# Material provided
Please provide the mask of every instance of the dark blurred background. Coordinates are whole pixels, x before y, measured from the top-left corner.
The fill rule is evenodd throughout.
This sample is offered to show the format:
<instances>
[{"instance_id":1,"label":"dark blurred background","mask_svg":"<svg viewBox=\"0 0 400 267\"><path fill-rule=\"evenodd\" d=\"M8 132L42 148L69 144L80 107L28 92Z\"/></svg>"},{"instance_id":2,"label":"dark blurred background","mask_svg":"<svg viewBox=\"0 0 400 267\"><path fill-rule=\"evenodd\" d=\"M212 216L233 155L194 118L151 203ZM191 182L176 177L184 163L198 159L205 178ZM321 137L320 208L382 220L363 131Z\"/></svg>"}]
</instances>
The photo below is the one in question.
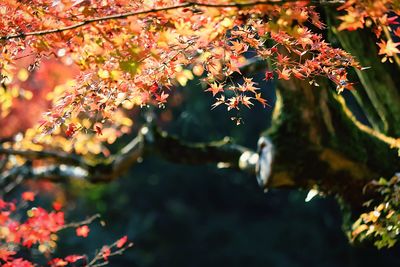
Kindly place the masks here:
<instances>
[{"instance_id":1,"label":"dark blurred background","mask_svg":"<svg viewBox=\"0 0 400 267\"><path fill-rule=\"evenodd\" d=\"M274 104L272 84L255 77ZM317 88L318 89L318 88ZM157 110L158 124L188 141L230 136L255 149L270 124L272 107L256 105L236 126L224 108L210 110L212 98L192 81ZM184 101L181 101L184 100ZM143 111L146 112L146 111ZM126 137L128 142L129 137ZM117 149L117 148L114 148ZM214 166L184 166L147 157L106 185L69 185L76 221L100 213L106 226L91 225L87 239L62 233L57 253L92 255L127 234L135 246L110 266L396 266L398 247L377 250L349 244L335 199L304 199L307 192L263 193L255 177Z\"/></svg>"}]
</instances>

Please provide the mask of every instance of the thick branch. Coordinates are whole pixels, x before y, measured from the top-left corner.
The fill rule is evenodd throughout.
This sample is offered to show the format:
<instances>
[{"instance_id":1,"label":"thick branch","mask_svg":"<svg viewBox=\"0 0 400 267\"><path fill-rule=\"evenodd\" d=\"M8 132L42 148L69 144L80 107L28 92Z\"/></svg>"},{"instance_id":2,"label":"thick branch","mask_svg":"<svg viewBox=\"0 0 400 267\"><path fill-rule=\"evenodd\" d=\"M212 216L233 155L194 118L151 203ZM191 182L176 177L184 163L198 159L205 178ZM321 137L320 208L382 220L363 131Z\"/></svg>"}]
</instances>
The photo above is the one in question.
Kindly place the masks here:
<instances>
[{"instance_id":1,"label":"thick branch","mask_svg":"<svg viewBox=\"0 0 400 267\"><path fill-rule=\"evenodd\" d=\"M10 170L12 173L23 173L25 178L47 179L53 182L65 182L71 178L85 179L94 183L109 182L123 175L141 158L150 154L159 155L174 163L216 164L219 167L229 167L252 173L254 173L258 159L257 154L245 147L231 143L228 139L210 143L188 143L148 126L143 127L139 134L118 154L94 165L85 163L84 158L78 155L71 155L71 158L68 158L67 154L48 151L39 153L2 150L2 152L19 155L28 160L50 159L58 162L59 164L40 167L33 167L32 164L23 165ZM60 164L63 159L64 162Z\"/></svg>"}]
</instances>

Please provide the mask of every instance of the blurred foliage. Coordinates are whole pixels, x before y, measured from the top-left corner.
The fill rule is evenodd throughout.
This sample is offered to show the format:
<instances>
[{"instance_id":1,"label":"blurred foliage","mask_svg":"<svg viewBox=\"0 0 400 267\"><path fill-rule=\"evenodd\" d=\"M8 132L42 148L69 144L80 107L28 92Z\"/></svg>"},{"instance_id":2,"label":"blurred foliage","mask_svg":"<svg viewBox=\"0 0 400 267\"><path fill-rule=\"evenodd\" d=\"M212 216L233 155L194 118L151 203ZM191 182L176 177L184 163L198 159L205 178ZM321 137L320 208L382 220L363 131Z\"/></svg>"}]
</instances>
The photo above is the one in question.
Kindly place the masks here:
<instances>
[{"instance_id":1,"label":"blurred foliage","mask_svg":"<svg viewBox=\"0 0 400 267\"><path fill-rule=\"evenodd\" d=\"M273 105L274 91L262 78L254 80ZM160 125L184 140L230 136L255 148L259 134L270 124L272 108L243 110L243 124L236 126L225 110L210 110L205 88L196 81L188 86L192 88L175 96L188 101L167 107L171 111L156 111ZM316 197L305 203L307 192L265 194L255 177L227 169L147 157L111 184L70 186L67 191L76 199L70 220L99 212L107 224L91 226L89 242L60 237L64 241L60 253L90 253L98 244L127 234L135 246L112 259L113 267L365 267L390 266L400 260L395 249L378 252L372 246L349 245L334 199Z\"/></svg>"},{"instance_id":2,"label":"blurred foliage","mask_svg":"<svg viewBox=\"0 0 400 267\"><path fill-rule=\"evenodd\" d=\"M370 240L378 248L393 247L400 234L400 174L390 180L381 178L370 185L381 197L365 203L373 209L361 214L353 224L351 237L353 241Z\"/></svg>"}]
</instances>

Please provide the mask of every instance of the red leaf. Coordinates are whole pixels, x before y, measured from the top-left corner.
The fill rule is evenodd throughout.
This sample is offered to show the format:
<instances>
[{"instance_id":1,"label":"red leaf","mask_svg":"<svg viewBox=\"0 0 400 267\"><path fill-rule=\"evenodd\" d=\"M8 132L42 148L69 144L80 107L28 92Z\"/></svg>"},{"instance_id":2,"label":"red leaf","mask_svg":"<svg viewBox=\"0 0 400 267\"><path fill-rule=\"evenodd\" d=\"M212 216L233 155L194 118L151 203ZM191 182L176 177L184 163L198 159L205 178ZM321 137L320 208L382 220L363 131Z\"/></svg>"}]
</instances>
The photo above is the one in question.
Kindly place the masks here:
<instances>
[{"instance_id":1,"label":"red leaf","mask_svg":"<svg viewBox=\"0 0 400 267\"><path fill-rule=\"evenodd\" d=\"M34 201L35 200L35 193L27 191L22 193L22 199L25 201Z\"/></svg>"},{"instance_id":2,"label":"red leaf","mask_svg":"<svg viewBox=\"0 0 400 267\"><path fill-rule=\"evenodd\" d=\"M89 232L90 232L90 229L87 225L76 228L77 236L87 237Z\"/></svg>"},{"instance_id":3,"label":"red leaf","mask_svg":"<svg viewBox=\"0 0 400 267\"><path fill-rule=\"evenodd\" d=\"M74 262L84 259L84 258L85 258L85 256L82 256L82 255L69 255L69 256L65 257L65 260L68 262L74 263Z\"/></svg>"},{"instance_id":4,"label":"red leaf","mask_svg":"<svg viewBox=\"0 0 400 267\"><path fill-rule=\"evenodd\" d=\"M125 243L128 241L128 237L124 236L117 241L117 248L122 248Z\"/></svg>"}]
</instances>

# The problem
Copy the entries word for word, beginning at the line that contains "Please provide the mask of every instance of the red" and stopping after the last line of the entries.

# Solution
Please provide the mask of every instance of the red leaf. Coordinates are whole pixels, x before y, measured from the top-left corner.
The fill rule is evenodd throughout.
This sample is offered to show the format:
<instances>
[{"instance_id":1,"label":"red leaf","mask_svg":"<svg viewBox=\"0 0 400 267\"><path fill-rule=\"evenodd\" d=\"M8 132L42 148L69 144L80 107L28 92Z\"/></svg>"},{"instance_id":2,"label":"red leaf","mask_svg":"<svg viewBox=\"0 0 400 267\"><path fill-rule=\"evenodd\" d=\"M212 216L233 155L194 118L151 203ZM191 182L176 177L184 163L198 159L205 178ZM321 137L320 208L382 220L363 131Z\"/></svg>"}]
</instances>
The photo above is the one in question.
Kindly place the masks here:
<instances>
[{"instance_id":1,"label":"red leaf","mask_svg":"<svg viewBox=\"0 0 400 267\"><path fill-rule=\"evenodd\" d=\"M34 201L35 200L35 193L27 191L22 193L22 199L25 201Z\"/></svg>"},{"instance_id":2,"label":"red leaf","mask_svg":"<svg viewBox=\"0 0 400 267\"><path fill-rule=\"evenodd\" d=\"M89 232L90 232L90 229L87 225L76 228L77 236L87 237Z\"/></svg>"},{"instance_id":3,"label":"red leaf","mask_svg":"<svg viewBox=\"0 0 400 267\"><path fill-rule=\"evenodd\" d=\"M74 262L84 259L84 258L85 258L85 256L82 256L82 255L69 255L69 256L65 257L65 260L68 262L74 263Z\"/></svg>"},{"instance_id":4,"label":"red leaf","mask_svg":"<svg viewBox=\"0 0 400 267\"><path fill-rule=\"evenodd\" d=\"M125 243L128 241L128 237L124 236L117 241L117 248L122 248Z\"/></svg>"}]
</instances>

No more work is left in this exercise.